### Record excerpts

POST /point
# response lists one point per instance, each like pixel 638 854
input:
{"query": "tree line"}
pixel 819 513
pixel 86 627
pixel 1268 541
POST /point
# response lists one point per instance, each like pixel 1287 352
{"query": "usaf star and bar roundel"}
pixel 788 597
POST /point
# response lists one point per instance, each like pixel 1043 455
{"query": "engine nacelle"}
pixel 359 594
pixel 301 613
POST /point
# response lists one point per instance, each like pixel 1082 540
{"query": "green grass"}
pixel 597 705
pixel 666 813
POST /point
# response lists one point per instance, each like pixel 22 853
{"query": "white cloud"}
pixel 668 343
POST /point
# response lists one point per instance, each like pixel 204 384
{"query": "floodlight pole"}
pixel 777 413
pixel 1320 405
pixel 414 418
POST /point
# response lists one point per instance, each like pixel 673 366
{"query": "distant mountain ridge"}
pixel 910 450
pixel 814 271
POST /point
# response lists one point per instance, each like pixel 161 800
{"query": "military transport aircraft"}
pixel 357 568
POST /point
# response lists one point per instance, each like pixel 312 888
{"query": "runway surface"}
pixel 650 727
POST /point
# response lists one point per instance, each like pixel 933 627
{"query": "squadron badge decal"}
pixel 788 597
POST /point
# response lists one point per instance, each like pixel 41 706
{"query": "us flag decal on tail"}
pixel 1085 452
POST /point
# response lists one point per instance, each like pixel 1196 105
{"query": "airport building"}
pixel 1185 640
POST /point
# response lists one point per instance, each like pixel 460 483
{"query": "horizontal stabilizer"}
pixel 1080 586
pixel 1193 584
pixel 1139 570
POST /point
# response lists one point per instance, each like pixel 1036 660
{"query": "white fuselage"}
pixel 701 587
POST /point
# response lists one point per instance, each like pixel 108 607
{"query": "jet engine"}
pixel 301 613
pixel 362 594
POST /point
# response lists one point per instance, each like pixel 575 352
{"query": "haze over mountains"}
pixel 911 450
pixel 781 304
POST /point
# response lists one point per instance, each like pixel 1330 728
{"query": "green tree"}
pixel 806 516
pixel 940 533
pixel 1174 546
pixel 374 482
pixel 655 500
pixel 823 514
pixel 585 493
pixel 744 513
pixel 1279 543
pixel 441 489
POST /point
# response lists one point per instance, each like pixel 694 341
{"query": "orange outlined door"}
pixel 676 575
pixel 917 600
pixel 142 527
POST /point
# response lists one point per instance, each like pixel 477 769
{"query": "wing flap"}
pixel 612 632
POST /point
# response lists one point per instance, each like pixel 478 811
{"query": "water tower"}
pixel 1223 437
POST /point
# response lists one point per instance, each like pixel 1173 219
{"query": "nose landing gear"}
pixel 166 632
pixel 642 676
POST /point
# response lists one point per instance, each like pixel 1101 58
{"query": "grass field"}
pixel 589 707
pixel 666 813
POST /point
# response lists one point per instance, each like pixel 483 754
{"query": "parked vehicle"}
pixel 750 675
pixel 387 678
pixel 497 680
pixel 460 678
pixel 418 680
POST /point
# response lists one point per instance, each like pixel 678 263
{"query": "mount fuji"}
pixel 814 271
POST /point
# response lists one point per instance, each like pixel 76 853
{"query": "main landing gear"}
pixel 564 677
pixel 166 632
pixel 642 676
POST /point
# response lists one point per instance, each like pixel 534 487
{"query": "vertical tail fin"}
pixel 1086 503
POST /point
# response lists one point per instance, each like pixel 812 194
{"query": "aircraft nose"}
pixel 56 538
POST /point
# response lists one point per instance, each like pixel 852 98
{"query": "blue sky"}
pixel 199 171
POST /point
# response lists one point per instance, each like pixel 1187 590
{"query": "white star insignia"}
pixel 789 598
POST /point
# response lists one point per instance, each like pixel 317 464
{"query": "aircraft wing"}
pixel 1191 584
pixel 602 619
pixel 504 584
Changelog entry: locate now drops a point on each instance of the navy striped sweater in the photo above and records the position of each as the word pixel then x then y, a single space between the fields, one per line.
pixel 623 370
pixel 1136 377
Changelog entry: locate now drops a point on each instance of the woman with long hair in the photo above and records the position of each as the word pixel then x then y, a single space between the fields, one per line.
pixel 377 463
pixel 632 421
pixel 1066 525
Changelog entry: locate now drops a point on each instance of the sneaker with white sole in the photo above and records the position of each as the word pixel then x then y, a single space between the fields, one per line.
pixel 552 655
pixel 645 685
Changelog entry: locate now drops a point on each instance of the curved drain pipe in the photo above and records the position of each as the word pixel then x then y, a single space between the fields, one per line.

######

Work to be completed: I need each of the entries above printed again exactly.

Output for this exercise:
POST /point
# response lists one point per instance, each like pixel 638 854
input:
{"query": "tree line"}
pixel 819 513
pixel 86 627
pixel 1268 541
POST /point
# response lists one point per instance, each like pixel 1287 352
{"query": "usaf star and bar roundel"}
pixel 788 597
POST /point
# response lists one point per instance, each like pixel 1043 455
{"query": "engine nacelle"}
pixel 359 594
pixel 301 613
POST /point
# response lists one point per instance, each like pixel 1082 540
{"query": "green grass"}
pixel 597 705
pixel 666 813
POST /point
# response lists one point per instance, each like pixel 22 853
{"query": "white cloud"}
pixel 668 343
POST /point
# response lists one point per instance, each like pixel 204 384
{"query": "floodlight pole"}
pixel 777 413
pixel 1320 405
pixel 414 418
POST /point
# response lists one point per instance, each like pixel 673 366
{"query": "distant mountain ridge"}
pixel 910 450
pixel 814 271
POST /point
# response lists one point per instance, each like pixel 161 800
{"query": "military transport aircraft"}
pixel 357 568
POST /point
# response lists one point per instance, each like pixel 312 888
{"query": "runway surface"}
pixel 650 727
POST /point
# response lists one point per instance, each like pixel 933 627
{"query": "squadron badge decal"}
pixel 788 597
POST /point
# response lists one point per instance, each like pixel 41 706
{"query": "us flag decal on tail"}
pixel 1085 452
POST /point
# response lists one point per instance, each like pixel 1196 105
{"query": "airport building"}
pixel 1185 640
POST /point
# response lists one point per instance, each like pixel 460 483
{"query": "horizontal stabilizer"}
pixel 1080 586
pixel 1193 584
pixel 1139 570
POST /point
# response lists one point per instance, each like pixel 1036 660
{"query": "white fuselage"}
pixel 701 587
POST /point
# response lists one point per instance, each like pixel 108 607
{"query": "jet engine"}
pixel 301 613
pixel 362 594
POST /point
# response lists one point per instance, each like pixel 575 352
{"query": "haze over mountains"}
pixel 911 450
pixel 781 304
POST /point
# response lists one point per instance, each like pixel 1330 728
{"query": "green tree"}
pixel 806 516
pixel 940 533
pixel 1174 546
pixel 374 482
pixel 655 500
pixel 823 514
pixel 585 493
pixel 744 513
pixel 1279 543
pixel 441 489
POST /point
# response lists one point per instance, each like pixel 694 341
{"query": "orange outlined door"}
pixel 676 575
pixel 917 600
pixel 142 527
POST /point
# response lists one point per instance, each like pixel 477 769
{"query": "wing flap"}
pixel 612 632
POST /point
# response lists one point per instance, each like pixel 478 811
{"query": "water tower"}
pixel 1223 437
POST /point
# response lists one point per instance, each like pixel 1173 219
{"query": "nose landing gear"}
pixel 166 632
pixel 642 676
POST /point
# response lists one point per instance, each like pixel 1101 58
{"query": "grass field"}
pixel 589 707
pixel 666 813
POST /point
# response lists one point per instance, each like pixel 483 754
{"query": "parked vehicle"}
pixel 750 675
pixel 387 678
pixel 497 680
pixel 460 678
pixel 418 680
POST /point
# response lists one point per instance, each like pixel 678 263
{"query": "mount fuji"}
pixel 814 271
POST /point
# response lists one point per instance, each like pixel 76 853
{"query": "main landing gear"}
pixel 564 677
pixel 166 632
pixel 642 676
POST /point
# response lists one point per instance, each like pixel 534 487
{"query": "vertical tail fin"}
pixel 1086 503
POST /point
# response lists one point per instance, each like pixel 812 194
{"query": "aircraft nose"}
pixel 56 538
POST /point
# response lists one point per instance, each like pixel 852 98
{"query": "blue sky"}
pixel 199 171
POST /point
# response lists one point per instance, each like pixel 1187 590
{"query": "white star insignia"}
pixel 789 598
POST /point
# response lists one point per instance, each like pixel 317 464
{"query": "aircraft wing"}
pixel 1191 584
pixel 602 619
pixel 504 584
Changelog entry: locate now drops a point on each instance of the navy striped sweater in the photo above and records the position of each as the word pixel then x then y, a single space between the fields, one per line.
pixel 623 370
pixel 1136 377
Changelog entry: locate now drops a point on each instance of the woman with long hair in the photo above and records the position of each as the word pixel then x then y, a single space between the fields, one per line.
pixel 377 463
pixel 632 421
pixel 1066 525
Changelog entry: locate now drops a point on each instance of the sneaker with white sole in the photo above and records the position of each as the word pixel then x then y, a single space between the fields, one per line.
pixel 552 655
pixel 645 685
Changelog entry: locate now drops a point on each instance of the curved drain pipe in the photo above and records the position of each as the word pixel then x then y, a single space between the fields, one per line.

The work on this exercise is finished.